» **RECORDS TO USE**:
==================================================

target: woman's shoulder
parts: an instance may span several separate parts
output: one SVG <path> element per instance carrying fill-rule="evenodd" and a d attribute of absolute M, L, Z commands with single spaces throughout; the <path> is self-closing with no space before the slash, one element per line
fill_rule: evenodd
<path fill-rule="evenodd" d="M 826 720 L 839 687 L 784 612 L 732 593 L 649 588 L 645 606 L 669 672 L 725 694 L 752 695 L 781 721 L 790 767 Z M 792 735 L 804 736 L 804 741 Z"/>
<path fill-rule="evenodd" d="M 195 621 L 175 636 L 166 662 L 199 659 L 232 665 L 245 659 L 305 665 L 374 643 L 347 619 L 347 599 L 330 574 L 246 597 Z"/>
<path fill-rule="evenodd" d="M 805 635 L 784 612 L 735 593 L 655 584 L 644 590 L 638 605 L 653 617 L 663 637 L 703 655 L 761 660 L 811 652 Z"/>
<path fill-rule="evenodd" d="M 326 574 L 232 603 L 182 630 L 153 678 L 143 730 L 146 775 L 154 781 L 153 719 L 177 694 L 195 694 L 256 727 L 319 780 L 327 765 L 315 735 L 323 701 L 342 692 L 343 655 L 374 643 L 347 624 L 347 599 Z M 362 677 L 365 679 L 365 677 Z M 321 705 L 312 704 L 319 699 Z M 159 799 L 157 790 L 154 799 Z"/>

==================================================

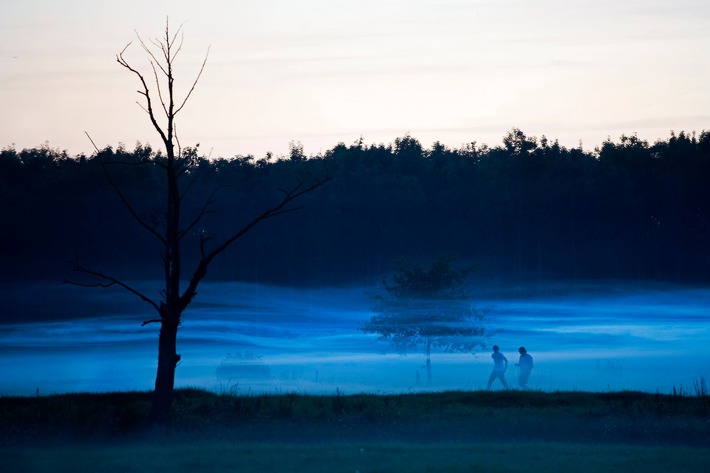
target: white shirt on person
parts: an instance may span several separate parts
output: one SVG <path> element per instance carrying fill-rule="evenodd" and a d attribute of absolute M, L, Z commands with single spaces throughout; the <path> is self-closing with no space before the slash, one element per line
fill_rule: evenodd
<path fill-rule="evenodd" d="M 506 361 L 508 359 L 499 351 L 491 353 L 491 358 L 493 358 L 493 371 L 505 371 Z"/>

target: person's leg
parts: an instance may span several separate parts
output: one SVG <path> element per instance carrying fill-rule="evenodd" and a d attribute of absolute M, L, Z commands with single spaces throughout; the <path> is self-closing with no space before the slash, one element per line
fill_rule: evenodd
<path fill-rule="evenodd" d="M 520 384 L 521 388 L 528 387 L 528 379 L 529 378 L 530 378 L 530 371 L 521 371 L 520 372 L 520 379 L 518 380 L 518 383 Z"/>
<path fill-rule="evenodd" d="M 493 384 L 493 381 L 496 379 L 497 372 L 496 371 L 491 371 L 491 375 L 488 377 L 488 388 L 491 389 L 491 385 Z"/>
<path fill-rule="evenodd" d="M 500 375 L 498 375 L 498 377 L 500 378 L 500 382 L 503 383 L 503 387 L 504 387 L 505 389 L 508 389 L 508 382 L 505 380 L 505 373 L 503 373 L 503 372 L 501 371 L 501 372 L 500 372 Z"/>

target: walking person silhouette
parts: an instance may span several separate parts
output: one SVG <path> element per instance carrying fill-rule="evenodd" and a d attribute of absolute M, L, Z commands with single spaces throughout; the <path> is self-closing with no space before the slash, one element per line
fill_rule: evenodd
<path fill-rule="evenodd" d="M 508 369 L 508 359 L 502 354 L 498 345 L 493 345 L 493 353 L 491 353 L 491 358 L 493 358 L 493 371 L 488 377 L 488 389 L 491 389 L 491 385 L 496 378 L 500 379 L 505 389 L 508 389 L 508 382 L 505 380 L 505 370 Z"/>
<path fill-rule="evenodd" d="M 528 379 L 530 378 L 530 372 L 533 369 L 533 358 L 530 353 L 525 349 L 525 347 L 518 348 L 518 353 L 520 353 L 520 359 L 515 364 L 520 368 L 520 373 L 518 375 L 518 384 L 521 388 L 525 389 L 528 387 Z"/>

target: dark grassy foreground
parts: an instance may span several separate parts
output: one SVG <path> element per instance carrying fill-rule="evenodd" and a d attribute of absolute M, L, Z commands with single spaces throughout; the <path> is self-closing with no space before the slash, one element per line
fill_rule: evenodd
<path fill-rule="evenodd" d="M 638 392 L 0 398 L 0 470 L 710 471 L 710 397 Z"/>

==================================================

» **WHAT THE EXERCISE ASKS**: Given the entries above, say how many lines include the word "target", and write nothing besides the number.

» **RESULT OF THE EXERCISE**: 5